### Raw data:
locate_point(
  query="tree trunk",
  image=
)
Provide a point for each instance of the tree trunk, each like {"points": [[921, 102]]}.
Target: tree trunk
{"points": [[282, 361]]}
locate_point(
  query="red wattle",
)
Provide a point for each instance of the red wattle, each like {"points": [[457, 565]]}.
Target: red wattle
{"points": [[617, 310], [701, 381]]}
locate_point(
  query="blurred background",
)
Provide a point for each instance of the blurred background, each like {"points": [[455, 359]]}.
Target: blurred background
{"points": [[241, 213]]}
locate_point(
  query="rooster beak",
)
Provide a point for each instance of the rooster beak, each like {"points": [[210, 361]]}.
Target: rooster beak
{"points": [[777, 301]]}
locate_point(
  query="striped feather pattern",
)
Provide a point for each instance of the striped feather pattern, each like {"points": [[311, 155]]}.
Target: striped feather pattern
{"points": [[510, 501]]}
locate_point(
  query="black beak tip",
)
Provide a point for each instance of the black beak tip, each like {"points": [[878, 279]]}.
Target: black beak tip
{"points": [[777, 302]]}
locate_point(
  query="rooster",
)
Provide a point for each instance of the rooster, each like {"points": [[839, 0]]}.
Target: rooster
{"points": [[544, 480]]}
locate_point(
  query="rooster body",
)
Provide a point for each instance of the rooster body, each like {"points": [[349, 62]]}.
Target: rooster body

### What to do:
From the records above, extract every entry exactly as given.

### Worked solution:
locate_point(
  query="tree trunk",
  image=
)
Provide a point for each instance of the tree trunk, each like {"points": [[921, 102]]}.
Target: tree trunk
{"points": [[282, 361]]}
locate_point(
  query="red wattle",
)
Provide a point for each instance of the red wattle, each like {"points": [[457, 565]]}.
Target: red wattle
{"points": [[617, 310], [701, 381]]}
locate_point(
  query="blurred background",
)
Provide a point for each instance of the blurred background, each like {"points": [[455, 359]]}.
Target: blurred background
{"points": [[241, 213]]}
locate_point(
  query="rooster beak",
)
Provide a point for each instance of the rooster beak, each like {"points": [[210, 361]]}.
Target: rooster beak
{"points": [[777, 301]]}
locate_point(
  query="striped feather pattern",
)
Provide a point for each instance of the striped feather pattern, each like {"points": [[311, 155]]}.
Target: striped feather pattern
{"points": [[510, 501]]}
locate_point(
  query="black beak tip",
)
Provide a point for each instance of the black beak tip, each like {"points": [[878, 279]]}.
Target: black beak tip
{"points": [[777, 302]]}
locate_point(
  query="rooster",
)
Provide a point for each instance of the rooster, each like {"points": [[839, 0]]}.
Target: rooster
{"points": [[544, 480]]}
locate_point(
  query="rooster body",
)
Provide a point for each instance of the rooster body, each like {"points": [[349, 62]]}.
Target: rooster body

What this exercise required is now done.